#### Requirement A
List each honor or appointment that the Captain James Cook passage says Cook received after his return.
#### Requirement B
Extend the Captain James Cook passage with the paragraph that would come next after its last sentence.

#### Provided passage
Captain James Cook
On the 25th January 1778, having coasted it as far as 60 degrees south, the land presenting the same uncouth appearance, covered with ice and snow, and the ship exposed to numerous storms, and the people to intense cold, the course was altered to look for Bouvet's Land; but though they reached the spot where it was laid down on the charts, and sailed over and over it, yet no such place could be discovered; and after two days' search more to the southward, Cook came to the conclusion that Bouvet had been deceived by the ice, and once more bent his thoughts towards home - especially as the ship stood in need of repairs, and her sails and rigging were nearly worn out - and consequently steered for the Cape of Good Hope, where he heard of the Adventure, and anchored in Table Bay on the 22d of March. From thence he sailed on the 27th of April, touched at St. Helena on the 15th of May, and remained till the 21st, and then got under weigh for Ascension, where he arrived on the 28th; and from thence shaped a course for the remarkable island Fernando de Noronha, which he reached on the 9th of June; and pursuing his way for the western islands, anchored in Fayal Roads on the 14th of July, where Mr. Wales the astronomer determined the position of the Azores by a series of observations. The Resolution ultimately entered Portsmouth on the 30th; and Captain Cook landed after an absence of three years and eighteen days, having sailed 20,000 leagues in various climates - from the extreme of heat to the extreme of cold. But so judicious had been the arrangements for preserving health, and so carefully had Captain Cook attended to the ventilation between decks, and the mode of promoting warmth, as well as the food, etc., of the people, that he lost only one man by sickness. It may naturally be supposed that the wear and tear of the ship was great, her rigging scarcely trustworthy, and her sails unfit to meet a fresh breeze; yet so careful were the officers of the masts and yards, that not a spar of any consequence was carried away during the whole voyage.
The fame of Captain Cook as a navigator, coupled with his marked humanity as a man, now exalted him in public estimation far beyond what he had before experienced; and the utmost anxiety prevailed to obtain intelligence relative to his discoveries, etc. The king, to testify his approbation, made him a post captain nine days subsequent to his arrival; and three days afterwards, a captaincy in Greenwich Hospital was conferred upon him, to afford an honorable and competent retirement from active service. On the 29th of February 1776, he was elected a member of the Royal Society, and in a short time he was honored with the gold medal; Sir John Pringle, in presenting it, uttering a well-merited eulogium on the worthy receiver. The account of his second voyage was written by Captain Cook himself, and manifests a plain manly style, giving facts rather than embellishments.

Saved data entries:
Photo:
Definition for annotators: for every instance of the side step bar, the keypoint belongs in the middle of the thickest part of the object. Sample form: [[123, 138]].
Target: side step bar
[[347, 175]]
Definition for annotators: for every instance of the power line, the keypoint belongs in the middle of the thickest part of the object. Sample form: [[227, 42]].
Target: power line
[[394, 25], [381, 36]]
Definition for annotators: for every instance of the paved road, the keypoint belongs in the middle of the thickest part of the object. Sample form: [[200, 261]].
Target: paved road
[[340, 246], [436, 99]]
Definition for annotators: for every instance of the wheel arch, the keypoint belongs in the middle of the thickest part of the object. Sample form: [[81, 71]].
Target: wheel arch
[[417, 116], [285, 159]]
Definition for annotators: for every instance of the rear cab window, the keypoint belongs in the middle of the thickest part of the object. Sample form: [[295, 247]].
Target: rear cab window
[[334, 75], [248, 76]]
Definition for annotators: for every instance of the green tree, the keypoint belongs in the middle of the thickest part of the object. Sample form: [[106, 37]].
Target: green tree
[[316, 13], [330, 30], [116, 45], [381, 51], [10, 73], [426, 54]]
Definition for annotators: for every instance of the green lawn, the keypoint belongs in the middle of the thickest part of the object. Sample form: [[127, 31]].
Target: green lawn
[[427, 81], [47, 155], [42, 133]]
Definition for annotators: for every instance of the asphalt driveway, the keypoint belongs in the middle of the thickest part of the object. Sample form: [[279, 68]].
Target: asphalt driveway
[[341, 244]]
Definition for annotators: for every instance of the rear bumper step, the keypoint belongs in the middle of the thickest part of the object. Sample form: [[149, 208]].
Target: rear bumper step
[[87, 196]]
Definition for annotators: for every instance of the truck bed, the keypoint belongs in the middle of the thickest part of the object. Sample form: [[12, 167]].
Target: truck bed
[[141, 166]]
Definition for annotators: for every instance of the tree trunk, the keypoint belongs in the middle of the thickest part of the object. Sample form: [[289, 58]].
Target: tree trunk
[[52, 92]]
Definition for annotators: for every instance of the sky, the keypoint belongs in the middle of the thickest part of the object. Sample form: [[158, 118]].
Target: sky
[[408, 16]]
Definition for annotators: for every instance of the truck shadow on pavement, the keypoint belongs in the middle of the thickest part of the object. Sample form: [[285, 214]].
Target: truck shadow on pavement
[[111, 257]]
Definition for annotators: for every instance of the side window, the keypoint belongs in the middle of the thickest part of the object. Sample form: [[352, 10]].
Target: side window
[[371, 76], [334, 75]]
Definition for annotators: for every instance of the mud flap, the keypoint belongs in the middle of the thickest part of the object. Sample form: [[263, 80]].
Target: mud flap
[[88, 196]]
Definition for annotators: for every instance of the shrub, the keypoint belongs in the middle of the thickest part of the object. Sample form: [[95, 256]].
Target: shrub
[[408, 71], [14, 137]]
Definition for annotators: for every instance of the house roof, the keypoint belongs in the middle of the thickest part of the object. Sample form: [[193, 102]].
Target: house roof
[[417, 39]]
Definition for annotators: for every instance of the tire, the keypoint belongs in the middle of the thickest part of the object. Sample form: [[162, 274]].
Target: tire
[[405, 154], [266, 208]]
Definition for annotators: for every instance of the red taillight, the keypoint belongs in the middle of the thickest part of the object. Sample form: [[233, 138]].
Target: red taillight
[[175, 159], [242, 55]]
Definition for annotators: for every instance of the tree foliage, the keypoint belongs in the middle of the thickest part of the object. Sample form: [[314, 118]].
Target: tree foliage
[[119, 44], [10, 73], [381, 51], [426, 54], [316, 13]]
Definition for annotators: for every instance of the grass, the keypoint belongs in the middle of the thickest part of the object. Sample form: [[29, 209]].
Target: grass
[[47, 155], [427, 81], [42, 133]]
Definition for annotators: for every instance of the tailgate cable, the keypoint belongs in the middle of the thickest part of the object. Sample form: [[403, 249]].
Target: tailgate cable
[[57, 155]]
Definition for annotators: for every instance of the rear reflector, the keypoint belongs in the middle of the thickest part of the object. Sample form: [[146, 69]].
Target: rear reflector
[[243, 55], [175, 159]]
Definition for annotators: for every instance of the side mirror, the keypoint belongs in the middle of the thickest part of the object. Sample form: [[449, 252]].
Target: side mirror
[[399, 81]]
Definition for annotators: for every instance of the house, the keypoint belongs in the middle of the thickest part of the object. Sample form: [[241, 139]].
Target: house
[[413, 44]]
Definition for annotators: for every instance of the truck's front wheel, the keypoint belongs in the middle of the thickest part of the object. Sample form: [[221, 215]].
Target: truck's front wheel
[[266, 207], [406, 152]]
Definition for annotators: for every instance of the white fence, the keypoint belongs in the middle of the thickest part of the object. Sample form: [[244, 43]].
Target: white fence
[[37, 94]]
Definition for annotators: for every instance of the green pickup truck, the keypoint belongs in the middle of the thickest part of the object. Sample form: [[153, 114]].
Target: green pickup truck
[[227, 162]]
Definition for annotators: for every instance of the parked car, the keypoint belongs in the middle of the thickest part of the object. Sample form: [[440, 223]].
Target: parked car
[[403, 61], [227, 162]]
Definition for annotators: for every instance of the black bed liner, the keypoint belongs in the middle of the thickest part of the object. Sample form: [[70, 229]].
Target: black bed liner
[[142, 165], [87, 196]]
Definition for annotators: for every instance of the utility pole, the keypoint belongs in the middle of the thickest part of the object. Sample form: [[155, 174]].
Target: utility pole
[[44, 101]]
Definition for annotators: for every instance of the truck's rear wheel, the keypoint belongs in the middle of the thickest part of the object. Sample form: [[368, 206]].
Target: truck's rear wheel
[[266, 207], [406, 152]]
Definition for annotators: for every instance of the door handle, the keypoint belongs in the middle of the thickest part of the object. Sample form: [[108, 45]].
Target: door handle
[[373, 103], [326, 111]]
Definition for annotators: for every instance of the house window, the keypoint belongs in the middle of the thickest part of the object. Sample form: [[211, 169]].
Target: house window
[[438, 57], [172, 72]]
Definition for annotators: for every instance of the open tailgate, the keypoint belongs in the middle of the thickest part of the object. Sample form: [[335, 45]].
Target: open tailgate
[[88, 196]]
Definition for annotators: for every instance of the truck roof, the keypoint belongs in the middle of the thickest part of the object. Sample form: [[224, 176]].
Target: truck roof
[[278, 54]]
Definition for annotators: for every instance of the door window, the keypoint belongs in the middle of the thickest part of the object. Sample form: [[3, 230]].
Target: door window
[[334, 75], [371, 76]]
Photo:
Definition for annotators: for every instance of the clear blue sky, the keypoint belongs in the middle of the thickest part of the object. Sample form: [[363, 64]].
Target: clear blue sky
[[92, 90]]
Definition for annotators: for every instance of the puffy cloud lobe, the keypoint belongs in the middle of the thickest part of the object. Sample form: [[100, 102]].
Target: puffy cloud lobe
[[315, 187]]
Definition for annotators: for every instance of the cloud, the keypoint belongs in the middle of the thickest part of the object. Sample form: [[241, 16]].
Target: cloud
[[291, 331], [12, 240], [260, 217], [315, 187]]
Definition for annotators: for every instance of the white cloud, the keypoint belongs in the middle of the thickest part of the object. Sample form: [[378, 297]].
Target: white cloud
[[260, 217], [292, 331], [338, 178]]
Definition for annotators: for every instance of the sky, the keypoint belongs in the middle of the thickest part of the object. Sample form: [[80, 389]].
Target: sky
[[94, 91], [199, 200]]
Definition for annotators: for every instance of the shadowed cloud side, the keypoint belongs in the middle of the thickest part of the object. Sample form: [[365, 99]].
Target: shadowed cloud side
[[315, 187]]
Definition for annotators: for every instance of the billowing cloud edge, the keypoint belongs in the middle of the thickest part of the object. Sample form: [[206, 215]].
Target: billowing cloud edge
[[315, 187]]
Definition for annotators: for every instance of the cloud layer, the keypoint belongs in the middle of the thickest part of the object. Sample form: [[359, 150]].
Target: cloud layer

#### Response box A
- Promotion to post captain
- A captaincy in Greenwich Hospital
- Membership in the Royal Society
- The Royal Society's gold medal

#### Response box B
COOK'S LAST VOYAGE. The discovery of a supposed north-west pass age from the North Atlantic to the North Pacific oceans had for many years been ardently sought for both by the English and the Dutch. Frobisher in 1576 made the first attempt, and his example was in succeeding times followed by many others. But though much geographical information had been gained in the neighborhood of Hudson's Bay, Davies' Straits, Baffin's Bay, and the coast of Greenland, yet no channel whatever was found. By act of parliament, £20,000 was offered to the successful individual. But though Captain Middleton in 1741, and Captains Smith and Moore in 1746, explored those seas and regions, the object remained unattained. The Honorable Captain Phipps (afterwards Earl Mulgrave) was sent out in the Racehorse, accompanied by Captain Lutwidge in the Carcase (Lord Nelson was a boy in this latter ship), to make observations, and to penetrate as far as it was practicable to do so. They sailed on the 2d of June 1773, and made Spitzbergen on the 28th; but after great exertions, they found the ice to the northward utterly impenetrable. Once they became closely jammed, and it was only with great difficulty they escaped destruction. On the 22d of August, finding it impossible to get further to the northward, eastward, or westward, they made sail, according to their instructions, for England, and arrived off Shetland on the 7th of September.
Notwithstanding these numerous failures, the idea of an existing passage was still cherished; and earl Sandwich continuing at the head of the Admiralty, resolved that a further trial should be made, and captain Cook offered his services to undertake it. They were gladly accepted, and on the 10th of February, 1776, he was appointed to command the expedition in his old but hardy ship, the Resolution, and captain Clerke, in the Discovery, was ordered to attend him. In this instance, however, the mode of experiment was to be reversed, and instead of attempting the former routes by Davis' Straits or Baffin's Bay, etc., Cook, at his own request, was instructed to proceed into the South Pacific, and thence to try the passage by the way of Behring's Straits; and as it was necessary that the islands in the southern ocean should be revisited, cattle and sheep, with other animals, and all kinds of seeds, were shipped for the advantage of the natives.